#### Objective
Copy out every line of the material below without changing anything.
+++ Items +++
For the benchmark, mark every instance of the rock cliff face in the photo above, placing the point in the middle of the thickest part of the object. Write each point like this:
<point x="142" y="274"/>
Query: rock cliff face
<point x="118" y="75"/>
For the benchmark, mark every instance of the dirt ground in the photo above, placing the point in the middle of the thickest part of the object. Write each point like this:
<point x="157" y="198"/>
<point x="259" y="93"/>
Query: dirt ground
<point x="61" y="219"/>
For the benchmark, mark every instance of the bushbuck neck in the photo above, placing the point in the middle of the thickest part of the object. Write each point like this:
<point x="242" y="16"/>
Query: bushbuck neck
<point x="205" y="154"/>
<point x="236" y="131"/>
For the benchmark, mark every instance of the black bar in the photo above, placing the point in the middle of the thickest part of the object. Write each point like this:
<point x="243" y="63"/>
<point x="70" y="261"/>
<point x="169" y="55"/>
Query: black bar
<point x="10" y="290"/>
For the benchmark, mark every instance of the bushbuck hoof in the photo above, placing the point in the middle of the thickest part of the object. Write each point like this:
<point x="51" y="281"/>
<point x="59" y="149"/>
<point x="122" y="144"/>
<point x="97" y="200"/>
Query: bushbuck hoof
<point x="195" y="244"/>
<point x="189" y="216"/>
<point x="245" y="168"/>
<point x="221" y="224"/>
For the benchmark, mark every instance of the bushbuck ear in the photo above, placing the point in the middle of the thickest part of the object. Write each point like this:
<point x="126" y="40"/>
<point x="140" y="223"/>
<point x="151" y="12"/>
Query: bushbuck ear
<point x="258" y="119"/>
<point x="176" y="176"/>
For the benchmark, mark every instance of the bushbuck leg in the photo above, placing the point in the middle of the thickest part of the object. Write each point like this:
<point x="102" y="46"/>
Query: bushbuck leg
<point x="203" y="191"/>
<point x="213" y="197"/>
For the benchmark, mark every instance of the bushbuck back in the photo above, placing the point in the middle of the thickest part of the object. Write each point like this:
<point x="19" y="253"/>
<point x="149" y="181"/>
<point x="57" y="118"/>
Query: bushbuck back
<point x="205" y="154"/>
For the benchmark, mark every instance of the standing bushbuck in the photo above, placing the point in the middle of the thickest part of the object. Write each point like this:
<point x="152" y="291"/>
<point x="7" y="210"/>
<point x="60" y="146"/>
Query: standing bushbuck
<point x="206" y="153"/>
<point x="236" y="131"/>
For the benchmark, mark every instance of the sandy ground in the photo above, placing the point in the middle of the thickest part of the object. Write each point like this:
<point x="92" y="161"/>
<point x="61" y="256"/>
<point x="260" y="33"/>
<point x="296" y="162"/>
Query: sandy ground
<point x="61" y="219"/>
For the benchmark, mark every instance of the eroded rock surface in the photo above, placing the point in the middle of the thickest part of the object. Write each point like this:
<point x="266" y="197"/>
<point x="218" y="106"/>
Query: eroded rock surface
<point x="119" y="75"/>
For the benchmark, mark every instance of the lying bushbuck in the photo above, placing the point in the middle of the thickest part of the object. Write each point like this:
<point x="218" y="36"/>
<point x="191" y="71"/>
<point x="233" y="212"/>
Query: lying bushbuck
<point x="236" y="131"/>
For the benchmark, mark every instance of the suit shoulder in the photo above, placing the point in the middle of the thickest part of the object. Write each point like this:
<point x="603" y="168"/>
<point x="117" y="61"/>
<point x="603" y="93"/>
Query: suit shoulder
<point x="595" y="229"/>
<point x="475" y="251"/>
+++
#### Full solution
For the benchmark, mark every instance of the rock cliff face in the photo above, placing the point in the middle of the thickest part of the object. Write each point like this:
<point x="142" y="274"/>
Query: rock cliff face
<point x="118" y="75"/>
For the benchmark, mark every instance of the dirt ground in the photo above, placing the point in the middle of the thickest part of the object. Write each point like this:
<point x="157" y="198"/>
<point x="259" y="93"/>
Query: dirt ground
<point x="61" y="219"/>
For the benchmark, mark every instance of the bushbuck neck in the photo above, placing the point in the middle of the thickest part of the object. Write each point like this:
<point x="242" y="16"/>
Query: bushbuck neck
<point x="205" y="154"/>
<point x="236" y="131"/>
For the benchmark, mark every instance of the black bar in the photo above, placing the point in the middle of the thickest part of the object. Write each point like this:
<point x="243" y="63"/>
<point x="70" y="261"/>
<point x="169" y="55"/>
Query: black bar
<point x="10" y="290"/>
For the benchmark, mark every instance of the bushbuck hoof in the photo above, placing the point in the middle of the thickest part of the object. Write each point like this:
<point x="51" y="281"/>
<point x="59" y="149"/>
<point x="122" y="144"/>
<point x="97" y="200"/>
Query: bushbuck hoof
<point x="195" y="244"/>
<point x="189" y="216"/>
<point x="245" y="168"/>
<point x="221" y="224"/>
For the benchmark, mark every instance of the bushbuck ear in the photo above, placing the point in the middle of the thickest part of the object. Write each point like this:
<point x="126" y="40"/>
<point x="140" y="223"/>
<point x="151" y="12"/>
Query: bushbuck ear
<point x="258" y="119"/>
<point x="176" y="176"/>
For the benchmark, mark every instance of the bushbuck leg in the photo above, placing the point in the middle of the thickest part of the object. Write each point like this:
<point x="102" y="46"/>
Query: bushbuck leg
<point x="203" y="191"/>
<point x="213" y="197"/>
For the benchmark, mark every instance of the bushbuck back in the photo above, placing the point in the middle of the thickest part of the object. Write each point like this:
<point x="19" y="253"/>
<point x="149" y="181"/>
<point x="57" y="118"/>
Query: bushbuck back
<point x="205" y="154"/>
For the benchmark, mark every instance of the standing bushbuck in the photo above, placing the point in the middle of the thickest part of the object. Write each point like this:
<point x="152" y="291"/>
<point x="7" y="210"/>
<point x="60" y="146"/>
Query: standing bushbuck
<point x="206" y="153"/>
<point x="236" y="131"/>
For the benchmark, mark every instance of the sandy ground in the photo above, placing the point in the middle of the thickest part of the object. Write each point like this:
<point x="92" y="161"/>
<point x="61" y="256"/>
<point x="260" y="33"/>
<point x="296" y="162"/>
Query: sandy ground
<point x="61" y="219"/>
For the benchmark, mark every instance of the eroded rock surface in the photo above, placing the point in the middle of the thickest part of the object. Write each point like this:
<point x="266" y="197"/>
<point x="218" y="106"/>
Query: eroded rock surface
<point x="119" y="75"/>
For the benchmark, mark every instance of the lying bushbuck in the photo above, placing the point in the middle of the thickest part of the object. Write each point like this:
<point x="218" y="36"/>
<point x="191" y="71"/>
<point x="233" y="212"/>
Query: lying bushbuck
<point x="236" y="131"/>
For the benchmark, mark every instance of the suit shoulder in the photo above, placing the point in the middle of the thickest part of the object. Write each point like this:
<point x="603" y="168"/>
<point x="117" y="61"/>
<point x="603" y="93"/>
Query: suit shoulder
<point x="595" y="229"/>
<point x="475" y="251"/>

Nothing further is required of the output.